DATA FOR THIS EXERCISE:
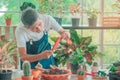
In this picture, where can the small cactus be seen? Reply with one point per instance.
(26, 68)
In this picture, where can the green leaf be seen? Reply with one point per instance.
(74, 36)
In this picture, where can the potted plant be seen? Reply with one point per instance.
(81, 74)
(8, 49)
(53, 8)
(94, 67)
(92, 16)
(26, 71)
(78, 52)
(116, 4)
(75, 11)
(8, 19)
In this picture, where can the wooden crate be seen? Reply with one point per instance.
(111, 21)
(99, 78)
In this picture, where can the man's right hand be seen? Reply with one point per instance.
(46, 53)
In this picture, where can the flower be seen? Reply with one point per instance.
(75, 9)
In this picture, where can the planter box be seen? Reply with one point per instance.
(99, 78)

DIRECTIONS FOR THIS TASK: The answer is the listing above restated word for word, pictures removed.

RESPONSE FOR THIS EXERCISE:
In this picture, where can the small cactus be seen? Reply with one point per instance.
(26, 68)
In this picture, where can the green leaf be seen? Reply with one point per instance.
(74, 36)
In this picture, where can the potted plant be seen? Reply with one point per instance.
(81, 74)
(8, 49)
(53, 8)
(94, 67)
(92, 16)
(26, 71)
(78, 52)
(116, 4)
(75, 11)
(8, 19)
In this picture, where can the wooden crate be seen? Reply with one point per instance.
(111, 21)
(99, 78)
In this picture, where can the man's right hand be seen? Reply with one point per instance.
(46, 53)
In this picture, where can the flower be seen? Reply with one point per instance.
(75, 9)
In this picture, where can the planter box be seen? Reply with one point per instance.
(99, 78)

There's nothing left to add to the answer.